Select every line of the records that contains the word "stone" and copy each one. Case counts.

Coordinate labeling data:

•••••

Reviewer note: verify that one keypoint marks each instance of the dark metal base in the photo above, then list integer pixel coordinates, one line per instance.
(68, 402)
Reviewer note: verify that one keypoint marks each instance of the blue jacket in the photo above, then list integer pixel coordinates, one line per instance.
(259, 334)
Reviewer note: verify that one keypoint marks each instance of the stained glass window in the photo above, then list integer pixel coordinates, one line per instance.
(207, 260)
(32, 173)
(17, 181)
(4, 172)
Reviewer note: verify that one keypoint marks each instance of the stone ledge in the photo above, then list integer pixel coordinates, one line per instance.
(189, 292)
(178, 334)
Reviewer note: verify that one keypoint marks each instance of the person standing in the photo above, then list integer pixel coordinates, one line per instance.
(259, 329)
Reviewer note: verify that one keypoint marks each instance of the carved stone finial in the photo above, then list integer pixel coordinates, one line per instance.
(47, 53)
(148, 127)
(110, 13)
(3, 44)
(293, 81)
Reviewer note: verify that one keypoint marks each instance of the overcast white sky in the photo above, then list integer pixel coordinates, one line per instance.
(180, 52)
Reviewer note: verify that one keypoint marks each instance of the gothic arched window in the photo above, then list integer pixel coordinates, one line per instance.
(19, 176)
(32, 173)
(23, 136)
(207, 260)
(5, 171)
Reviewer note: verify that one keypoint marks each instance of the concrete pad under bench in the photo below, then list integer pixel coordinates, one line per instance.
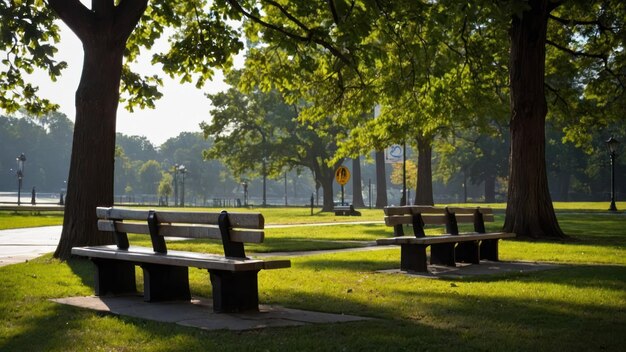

•••••

| Result of this task |
Reviewer note: verify that one keypoint marks each instance of the stone ledge in the photo above, then list integer pixel coordinates, one line per instance.
Reviewer note: verify that one keypoint marks each instance of the carved stone finial in the photo above, then list integer pixel coordinates, one line per instance.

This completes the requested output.